§ What is being asked
Can you write out every row below again, requests included, rescaling each bounding-box coordinate in the answers by 1.2 and rounding it to a whole number, with halves rounding up? Leave the pictures out.

══════════

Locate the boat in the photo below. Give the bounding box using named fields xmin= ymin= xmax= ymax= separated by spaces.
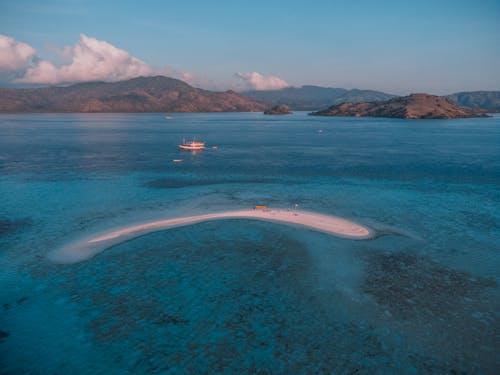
xmin=179 ymin=140 xmax=205 ymax=150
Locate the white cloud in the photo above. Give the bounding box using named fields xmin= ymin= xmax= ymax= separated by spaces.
xmin=17 ymin=34 xmax=155 ymax=84
xmin=0 ymin=34 xmax=36 ymax=71
xmin=236 ymin=72 xmax=290 ymax=90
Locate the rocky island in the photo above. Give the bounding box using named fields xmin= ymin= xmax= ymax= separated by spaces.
xmin=264 ymin=104 xmax=292 ymax=115
xmin=0 ymin=76 xmax=266 ymax=113
xmin=310 ymin=94 xmax=487 ymax=119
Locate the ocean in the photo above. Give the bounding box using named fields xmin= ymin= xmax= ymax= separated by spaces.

══════════

§ Response for this exercise
Locate the boat in the photo below. Give the bounding box using named fields xmin= ymin= xmax= ymax= separated by spaces.
xmin=215 ymin=168 xmax=246 ymax=180
Locate the white cloud in the photo above. Give the bounding box using named fields xmin= ymin= xmax= ymax= separated by spaces.
xmin=20 ymin=41 xmax=186 ymax=101
xmin=0 ymin=41 xmax=43 ymax=85
xmin=283 ymin=86 xmax=348 ymax=108
Locate the rocky island in the photo above. Give the bounding box using named fields xmin= ymin= xmax= ymax= separated by spaces.
xmin=317 ymin=125 xmax=350 ymax=138
xmin=0 ymin=91 xmax=319 ymax=136
xmin=372 ymin=113 xmax=584 ymax=143
Locate the ocean in the photo above. Give the bounding box using named fields xmin= ymin= xmax= ymax= separated by spaces.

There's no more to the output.